▶ YOUR OBJECTIVE
Copy out all of the material exactly as presented.

▶ RECORDS SUPPLIED
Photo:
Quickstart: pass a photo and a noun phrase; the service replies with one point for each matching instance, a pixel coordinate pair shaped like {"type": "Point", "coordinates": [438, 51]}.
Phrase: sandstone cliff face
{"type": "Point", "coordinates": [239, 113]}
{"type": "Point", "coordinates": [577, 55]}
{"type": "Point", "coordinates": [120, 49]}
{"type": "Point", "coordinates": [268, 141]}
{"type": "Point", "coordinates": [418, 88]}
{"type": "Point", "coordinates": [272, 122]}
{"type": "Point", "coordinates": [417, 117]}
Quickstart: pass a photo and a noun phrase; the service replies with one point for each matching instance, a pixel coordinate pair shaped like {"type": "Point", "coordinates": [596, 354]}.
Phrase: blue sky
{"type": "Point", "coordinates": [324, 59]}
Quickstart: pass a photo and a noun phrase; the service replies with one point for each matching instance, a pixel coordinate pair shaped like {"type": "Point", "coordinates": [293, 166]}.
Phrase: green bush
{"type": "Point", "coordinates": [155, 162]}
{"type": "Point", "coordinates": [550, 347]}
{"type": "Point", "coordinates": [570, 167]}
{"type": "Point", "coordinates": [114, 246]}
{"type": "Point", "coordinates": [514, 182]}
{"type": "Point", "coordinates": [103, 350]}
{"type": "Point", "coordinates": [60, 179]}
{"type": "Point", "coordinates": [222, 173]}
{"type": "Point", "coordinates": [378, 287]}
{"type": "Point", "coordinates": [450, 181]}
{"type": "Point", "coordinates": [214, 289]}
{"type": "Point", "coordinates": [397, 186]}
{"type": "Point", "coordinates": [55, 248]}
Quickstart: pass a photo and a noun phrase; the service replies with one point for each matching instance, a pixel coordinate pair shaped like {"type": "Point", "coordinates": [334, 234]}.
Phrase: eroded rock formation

▶ SOLUTION
Photo:
Quickstart: pass a photo and a noun phrase; the service replies with one point for each matching instance, a pixel coordinate pair shaped like {"type": "Point", "coordinates": [438, 51]}.
Phrase: sandstone cliff face
{"type": "Point", "coordinates": [239, 113]}
{"type": "Point", "coordinates": [577, 55]}
{"type": "Point", "coordinates": [120, 49]}
{"type": "Point", "coordinates": [268, 141]}
{"type": "Point", "coordinates": [418, 88]}
{"type": "Point", "coordinates": [272, 122]}
{"type": "Point", "coordinates": [417, 117]}
Quickstart: pass a photo and a noun phrase; the service replies with one point for each matching instance, a pixel coordinate pair shaped like {"type": "Point", "coordinates": [596, 354]}.
Phrase: blue sky
{"type": "Point", "coordinates": [324, 59]}
Quickstart: pass a photo and a noun phrase; the service replies with one point for each matching instance, a pixel coordinate pair shaped like {"type": "Point", "coordinates": [293, 166]}.
Phrase: green bush
{"type": "Point", "coordinates": [155, 162]}
{"type": "Point", "coordinates": [550, 347]}
{"type": "Point", "coordinates": [570, 167]}
{"type": "Point", "coordinates": [114, 246]}
{"type": "Point", "coordinates": [514, 182]}
{"type": "Point", "coordinates": [103, 350]}
{"type": "Point", "coordinates": [60, 179]}
{"type": "Point", "coordinates": [222, 173]}
{"type": "Point", "coordinates": [378, 287]}
{"type": "Point", "coordinates": [450, 181]}
{"type": "Point", "coordinates": [214, 289]}
{"type": "Point", "coordinates": [397, 186]}
{"type": "Point", "coordinates": [55, 248]}
Quickstart: pass a photo and a noun phrase; the service replies with one point for each matching instance, a pixel coordinate pair shaped like {"type": "Point", "coordinates": [334, 234]}.
Phrase: eroded rock formation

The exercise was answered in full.